### Provided data
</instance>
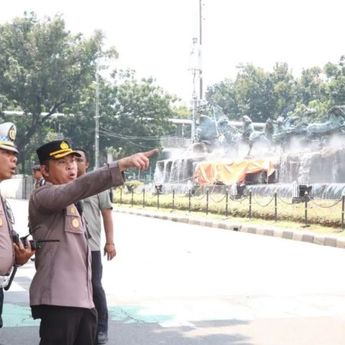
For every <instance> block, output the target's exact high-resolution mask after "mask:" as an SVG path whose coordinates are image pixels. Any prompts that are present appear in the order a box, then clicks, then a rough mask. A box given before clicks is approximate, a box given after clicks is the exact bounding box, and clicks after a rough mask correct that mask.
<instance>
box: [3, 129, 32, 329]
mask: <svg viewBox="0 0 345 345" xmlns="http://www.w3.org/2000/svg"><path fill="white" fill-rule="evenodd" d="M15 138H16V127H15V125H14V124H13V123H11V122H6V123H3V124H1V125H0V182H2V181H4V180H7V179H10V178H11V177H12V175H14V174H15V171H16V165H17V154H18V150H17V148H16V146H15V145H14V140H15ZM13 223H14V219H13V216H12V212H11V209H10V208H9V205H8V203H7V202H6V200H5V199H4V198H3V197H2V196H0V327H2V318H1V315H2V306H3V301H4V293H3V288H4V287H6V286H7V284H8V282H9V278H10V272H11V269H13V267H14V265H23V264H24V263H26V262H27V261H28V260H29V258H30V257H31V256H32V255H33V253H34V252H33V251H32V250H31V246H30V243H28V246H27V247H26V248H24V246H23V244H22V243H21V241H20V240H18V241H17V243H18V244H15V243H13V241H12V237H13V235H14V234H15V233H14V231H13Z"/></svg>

### What the task asks
Copy each line of the records that has "instance" in it.

### Answer box
</instance>
For every <instance> block, output the target's exact high-resolution mask after "mask:" as an SVG path whose coordinates are image pixels. Any prompts that are present appear in the order a box, then clicks, then a rough mask. A box given before clicks is approximate, a box given after clicks is the exact bounding box, and clicks after a rough mask correct that mask.
<instance>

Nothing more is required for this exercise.